_Your objective_
Your task is to output, without alteration, each line from the one containing "of the snow" through the final line of the records below.

Records from a data source
--------------------------------

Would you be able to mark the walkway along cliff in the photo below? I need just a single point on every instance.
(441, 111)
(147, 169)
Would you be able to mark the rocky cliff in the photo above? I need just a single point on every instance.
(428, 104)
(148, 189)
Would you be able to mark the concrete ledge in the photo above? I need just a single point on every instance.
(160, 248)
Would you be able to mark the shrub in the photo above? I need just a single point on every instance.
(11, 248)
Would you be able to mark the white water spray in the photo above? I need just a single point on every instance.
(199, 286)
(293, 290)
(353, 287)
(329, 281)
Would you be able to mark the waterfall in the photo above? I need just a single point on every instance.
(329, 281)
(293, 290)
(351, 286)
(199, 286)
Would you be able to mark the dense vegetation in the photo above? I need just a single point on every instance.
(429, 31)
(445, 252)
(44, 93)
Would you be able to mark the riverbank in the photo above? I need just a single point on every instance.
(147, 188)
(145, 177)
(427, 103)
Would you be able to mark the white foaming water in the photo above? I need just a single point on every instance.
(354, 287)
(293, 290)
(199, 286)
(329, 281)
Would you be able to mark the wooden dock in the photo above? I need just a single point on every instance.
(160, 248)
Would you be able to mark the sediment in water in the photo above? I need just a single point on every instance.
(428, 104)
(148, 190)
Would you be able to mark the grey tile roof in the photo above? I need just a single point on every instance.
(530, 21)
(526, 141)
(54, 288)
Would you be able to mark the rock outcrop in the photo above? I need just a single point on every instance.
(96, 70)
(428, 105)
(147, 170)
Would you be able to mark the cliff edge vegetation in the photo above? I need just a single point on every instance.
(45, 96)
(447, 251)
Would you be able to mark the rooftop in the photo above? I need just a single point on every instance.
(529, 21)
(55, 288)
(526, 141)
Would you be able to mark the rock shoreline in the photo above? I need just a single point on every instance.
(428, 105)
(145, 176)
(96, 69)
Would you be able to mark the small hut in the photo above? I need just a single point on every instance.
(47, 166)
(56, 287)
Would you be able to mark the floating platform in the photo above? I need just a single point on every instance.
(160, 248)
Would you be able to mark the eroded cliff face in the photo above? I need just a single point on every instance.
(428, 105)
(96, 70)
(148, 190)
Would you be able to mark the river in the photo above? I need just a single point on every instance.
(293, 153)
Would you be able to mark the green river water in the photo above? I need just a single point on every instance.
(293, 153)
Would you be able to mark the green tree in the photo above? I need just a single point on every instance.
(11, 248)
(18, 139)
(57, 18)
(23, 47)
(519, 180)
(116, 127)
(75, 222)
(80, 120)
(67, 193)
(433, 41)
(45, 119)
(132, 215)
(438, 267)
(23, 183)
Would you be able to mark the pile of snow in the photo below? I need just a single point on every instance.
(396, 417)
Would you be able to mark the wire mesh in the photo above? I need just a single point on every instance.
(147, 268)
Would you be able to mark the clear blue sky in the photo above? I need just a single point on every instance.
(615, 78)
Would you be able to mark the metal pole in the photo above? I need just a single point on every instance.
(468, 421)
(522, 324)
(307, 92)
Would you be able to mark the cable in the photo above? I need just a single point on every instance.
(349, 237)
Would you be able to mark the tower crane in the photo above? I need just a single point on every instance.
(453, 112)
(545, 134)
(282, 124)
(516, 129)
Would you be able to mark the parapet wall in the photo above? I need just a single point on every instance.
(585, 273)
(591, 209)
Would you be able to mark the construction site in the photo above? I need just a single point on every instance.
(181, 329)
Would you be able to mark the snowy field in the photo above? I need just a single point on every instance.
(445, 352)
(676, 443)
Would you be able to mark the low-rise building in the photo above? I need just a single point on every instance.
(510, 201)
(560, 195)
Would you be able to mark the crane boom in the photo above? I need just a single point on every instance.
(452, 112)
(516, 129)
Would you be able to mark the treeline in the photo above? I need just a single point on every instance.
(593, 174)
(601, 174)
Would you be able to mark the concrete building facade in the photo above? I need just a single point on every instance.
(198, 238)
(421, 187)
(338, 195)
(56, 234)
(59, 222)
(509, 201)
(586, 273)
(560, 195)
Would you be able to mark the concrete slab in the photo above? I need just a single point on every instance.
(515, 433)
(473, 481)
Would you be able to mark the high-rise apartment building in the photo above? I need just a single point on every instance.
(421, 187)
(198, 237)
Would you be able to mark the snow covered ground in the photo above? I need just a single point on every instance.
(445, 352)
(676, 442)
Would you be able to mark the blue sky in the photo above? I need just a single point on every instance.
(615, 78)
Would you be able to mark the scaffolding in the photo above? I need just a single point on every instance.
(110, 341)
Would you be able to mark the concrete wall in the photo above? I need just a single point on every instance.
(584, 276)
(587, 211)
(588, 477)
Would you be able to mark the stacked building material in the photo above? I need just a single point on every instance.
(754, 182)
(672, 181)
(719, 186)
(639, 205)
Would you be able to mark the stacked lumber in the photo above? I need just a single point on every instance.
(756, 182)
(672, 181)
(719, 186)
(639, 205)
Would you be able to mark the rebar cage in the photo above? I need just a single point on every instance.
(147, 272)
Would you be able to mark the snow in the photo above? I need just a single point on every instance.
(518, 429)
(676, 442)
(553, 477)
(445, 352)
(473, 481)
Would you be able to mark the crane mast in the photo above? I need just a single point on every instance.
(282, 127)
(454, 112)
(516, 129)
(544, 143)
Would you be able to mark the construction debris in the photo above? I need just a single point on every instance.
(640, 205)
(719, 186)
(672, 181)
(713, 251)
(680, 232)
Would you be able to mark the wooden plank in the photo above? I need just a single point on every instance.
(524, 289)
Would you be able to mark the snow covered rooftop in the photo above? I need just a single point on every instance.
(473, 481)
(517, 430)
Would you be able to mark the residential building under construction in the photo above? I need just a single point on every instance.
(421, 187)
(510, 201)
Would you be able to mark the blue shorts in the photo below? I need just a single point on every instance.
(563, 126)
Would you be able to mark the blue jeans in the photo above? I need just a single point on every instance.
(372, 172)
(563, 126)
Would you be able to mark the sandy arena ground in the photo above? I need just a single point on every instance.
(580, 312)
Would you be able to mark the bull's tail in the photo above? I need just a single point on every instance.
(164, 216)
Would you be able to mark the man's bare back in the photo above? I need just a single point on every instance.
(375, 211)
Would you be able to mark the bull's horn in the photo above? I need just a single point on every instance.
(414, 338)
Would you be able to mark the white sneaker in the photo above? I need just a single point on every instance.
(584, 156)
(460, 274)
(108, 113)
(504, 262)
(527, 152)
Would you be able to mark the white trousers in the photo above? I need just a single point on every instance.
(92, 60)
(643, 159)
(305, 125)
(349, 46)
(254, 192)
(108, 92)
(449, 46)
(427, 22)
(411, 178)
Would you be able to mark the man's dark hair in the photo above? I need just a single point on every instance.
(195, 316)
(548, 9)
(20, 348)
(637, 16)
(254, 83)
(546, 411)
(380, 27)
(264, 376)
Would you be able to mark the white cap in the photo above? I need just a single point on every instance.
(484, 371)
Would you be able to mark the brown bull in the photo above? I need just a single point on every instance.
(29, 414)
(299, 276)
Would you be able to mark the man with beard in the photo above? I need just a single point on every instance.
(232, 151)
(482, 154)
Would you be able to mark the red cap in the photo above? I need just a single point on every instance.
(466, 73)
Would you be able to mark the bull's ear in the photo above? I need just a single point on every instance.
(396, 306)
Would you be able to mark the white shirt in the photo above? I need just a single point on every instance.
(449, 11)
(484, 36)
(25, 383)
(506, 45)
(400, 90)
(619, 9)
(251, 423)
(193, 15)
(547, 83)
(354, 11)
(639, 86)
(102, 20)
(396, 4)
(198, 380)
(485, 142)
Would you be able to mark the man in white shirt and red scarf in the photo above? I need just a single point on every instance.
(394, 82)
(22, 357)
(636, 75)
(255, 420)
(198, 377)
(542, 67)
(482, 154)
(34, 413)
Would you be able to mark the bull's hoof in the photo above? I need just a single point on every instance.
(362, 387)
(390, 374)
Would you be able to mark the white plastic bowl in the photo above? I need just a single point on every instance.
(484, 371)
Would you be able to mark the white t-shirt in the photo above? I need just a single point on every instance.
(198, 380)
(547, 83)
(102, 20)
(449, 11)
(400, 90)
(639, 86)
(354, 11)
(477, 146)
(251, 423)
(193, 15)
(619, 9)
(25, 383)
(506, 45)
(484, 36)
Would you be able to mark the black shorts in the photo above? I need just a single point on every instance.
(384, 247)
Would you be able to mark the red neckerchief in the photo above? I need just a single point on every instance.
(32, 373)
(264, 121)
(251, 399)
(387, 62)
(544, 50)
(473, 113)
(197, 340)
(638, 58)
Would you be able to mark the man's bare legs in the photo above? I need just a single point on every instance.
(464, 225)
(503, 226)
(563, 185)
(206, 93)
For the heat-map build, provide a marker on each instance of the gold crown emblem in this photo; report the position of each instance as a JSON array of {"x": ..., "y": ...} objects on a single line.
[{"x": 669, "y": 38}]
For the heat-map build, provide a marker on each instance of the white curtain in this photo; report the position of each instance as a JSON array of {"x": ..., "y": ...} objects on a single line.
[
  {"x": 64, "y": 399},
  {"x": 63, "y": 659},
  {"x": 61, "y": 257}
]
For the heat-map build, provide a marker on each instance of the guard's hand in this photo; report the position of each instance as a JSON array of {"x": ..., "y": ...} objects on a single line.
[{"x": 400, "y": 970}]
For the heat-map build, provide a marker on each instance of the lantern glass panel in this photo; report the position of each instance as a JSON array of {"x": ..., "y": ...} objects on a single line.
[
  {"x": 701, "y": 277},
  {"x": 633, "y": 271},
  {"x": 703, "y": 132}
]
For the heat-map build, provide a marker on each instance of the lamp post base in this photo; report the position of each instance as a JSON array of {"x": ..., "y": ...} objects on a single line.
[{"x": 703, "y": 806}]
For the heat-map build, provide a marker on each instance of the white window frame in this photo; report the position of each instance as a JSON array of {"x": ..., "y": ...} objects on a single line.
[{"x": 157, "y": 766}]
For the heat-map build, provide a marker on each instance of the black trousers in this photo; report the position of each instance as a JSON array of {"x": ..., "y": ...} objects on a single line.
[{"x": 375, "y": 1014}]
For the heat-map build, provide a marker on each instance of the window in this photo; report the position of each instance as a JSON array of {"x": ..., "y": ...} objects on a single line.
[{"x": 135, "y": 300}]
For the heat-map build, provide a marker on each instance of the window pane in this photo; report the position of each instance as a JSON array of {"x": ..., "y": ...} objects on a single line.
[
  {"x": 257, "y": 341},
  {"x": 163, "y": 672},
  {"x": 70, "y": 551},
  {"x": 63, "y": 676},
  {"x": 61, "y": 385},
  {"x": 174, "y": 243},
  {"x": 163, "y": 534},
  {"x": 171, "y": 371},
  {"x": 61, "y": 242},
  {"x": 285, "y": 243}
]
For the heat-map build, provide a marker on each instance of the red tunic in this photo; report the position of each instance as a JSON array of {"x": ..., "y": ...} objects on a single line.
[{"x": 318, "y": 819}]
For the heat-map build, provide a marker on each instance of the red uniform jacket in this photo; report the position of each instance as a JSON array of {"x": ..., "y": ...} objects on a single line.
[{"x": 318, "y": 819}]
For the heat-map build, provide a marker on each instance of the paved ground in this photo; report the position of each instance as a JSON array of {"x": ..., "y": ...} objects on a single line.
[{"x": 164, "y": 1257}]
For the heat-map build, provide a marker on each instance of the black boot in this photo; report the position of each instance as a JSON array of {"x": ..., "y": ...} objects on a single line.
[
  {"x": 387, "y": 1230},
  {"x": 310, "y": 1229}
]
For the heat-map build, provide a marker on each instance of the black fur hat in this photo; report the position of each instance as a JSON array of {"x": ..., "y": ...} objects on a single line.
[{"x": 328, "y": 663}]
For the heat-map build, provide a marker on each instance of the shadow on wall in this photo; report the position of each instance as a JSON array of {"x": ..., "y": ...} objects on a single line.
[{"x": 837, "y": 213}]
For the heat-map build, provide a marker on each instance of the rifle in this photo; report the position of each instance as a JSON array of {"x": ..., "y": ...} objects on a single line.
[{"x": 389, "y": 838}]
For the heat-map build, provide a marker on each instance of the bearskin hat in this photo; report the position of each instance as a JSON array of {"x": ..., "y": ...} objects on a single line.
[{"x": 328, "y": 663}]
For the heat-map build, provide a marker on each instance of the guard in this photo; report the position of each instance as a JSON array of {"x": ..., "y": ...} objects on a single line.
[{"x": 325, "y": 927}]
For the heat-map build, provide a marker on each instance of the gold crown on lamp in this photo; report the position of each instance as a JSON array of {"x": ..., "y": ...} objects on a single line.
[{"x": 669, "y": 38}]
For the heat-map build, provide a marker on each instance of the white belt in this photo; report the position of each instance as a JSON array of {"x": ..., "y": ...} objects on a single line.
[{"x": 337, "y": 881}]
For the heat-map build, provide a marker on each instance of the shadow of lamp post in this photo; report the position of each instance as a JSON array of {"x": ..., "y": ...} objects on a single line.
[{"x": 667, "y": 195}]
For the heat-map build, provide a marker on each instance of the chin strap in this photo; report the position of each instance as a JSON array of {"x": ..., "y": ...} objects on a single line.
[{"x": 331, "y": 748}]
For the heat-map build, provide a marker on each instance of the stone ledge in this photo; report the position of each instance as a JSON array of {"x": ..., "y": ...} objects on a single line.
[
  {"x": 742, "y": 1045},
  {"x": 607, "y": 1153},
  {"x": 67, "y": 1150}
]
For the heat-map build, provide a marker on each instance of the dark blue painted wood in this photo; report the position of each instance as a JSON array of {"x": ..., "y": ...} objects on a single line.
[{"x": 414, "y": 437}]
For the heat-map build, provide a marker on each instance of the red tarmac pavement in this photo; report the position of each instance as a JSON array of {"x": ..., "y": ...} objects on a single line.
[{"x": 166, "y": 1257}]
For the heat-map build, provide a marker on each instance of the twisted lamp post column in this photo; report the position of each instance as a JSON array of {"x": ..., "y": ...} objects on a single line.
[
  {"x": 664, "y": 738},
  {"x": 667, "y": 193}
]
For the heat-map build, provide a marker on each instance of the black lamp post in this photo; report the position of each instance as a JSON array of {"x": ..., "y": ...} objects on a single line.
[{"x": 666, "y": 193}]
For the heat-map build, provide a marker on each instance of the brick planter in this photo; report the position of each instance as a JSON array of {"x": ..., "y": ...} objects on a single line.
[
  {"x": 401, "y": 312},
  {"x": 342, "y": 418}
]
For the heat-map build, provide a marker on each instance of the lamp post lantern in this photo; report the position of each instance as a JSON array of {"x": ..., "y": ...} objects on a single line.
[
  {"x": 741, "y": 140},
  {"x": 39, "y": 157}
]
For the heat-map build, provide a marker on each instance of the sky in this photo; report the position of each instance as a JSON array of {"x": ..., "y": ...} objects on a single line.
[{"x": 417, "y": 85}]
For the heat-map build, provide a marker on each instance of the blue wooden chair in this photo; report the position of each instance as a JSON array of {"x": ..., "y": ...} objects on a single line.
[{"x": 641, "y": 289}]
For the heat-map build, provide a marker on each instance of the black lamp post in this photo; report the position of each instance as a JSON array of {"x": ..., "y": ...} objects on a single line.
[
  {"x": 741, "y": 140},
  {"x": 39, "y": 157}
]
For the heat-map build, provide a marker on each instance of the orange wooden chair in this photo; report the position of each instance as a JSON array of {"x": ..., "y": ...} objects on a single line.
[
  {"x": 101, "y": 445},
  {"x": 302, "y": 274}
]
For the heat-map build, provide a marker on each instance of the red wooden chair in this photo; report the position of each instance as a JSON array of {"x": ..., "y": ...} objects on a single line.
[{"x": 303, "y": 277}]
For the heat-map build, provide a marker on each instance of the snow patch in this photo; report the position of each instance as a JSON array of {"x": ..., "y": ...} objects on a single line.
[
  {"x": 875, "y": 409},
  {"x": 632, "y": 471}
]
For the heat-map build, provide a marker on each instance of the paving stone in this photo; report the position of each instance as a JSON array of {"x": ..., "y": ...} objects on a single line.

--------------------------------

_Your response_
For the heat-map build, provide a marker on each instance of the snow patch in this photo; report the position of each instance as a JSON array of {"x": ..., "y": ...} objects on a single line.
[
  {"x": 875, "y": 409},
  {"x": 632, "y": 471}
]
For the heat-map build, provide a marker on each instance of the paving stone in this photo; report the position of each instance as a JSON array of {"x": ..., "y": ...} objects on a single line.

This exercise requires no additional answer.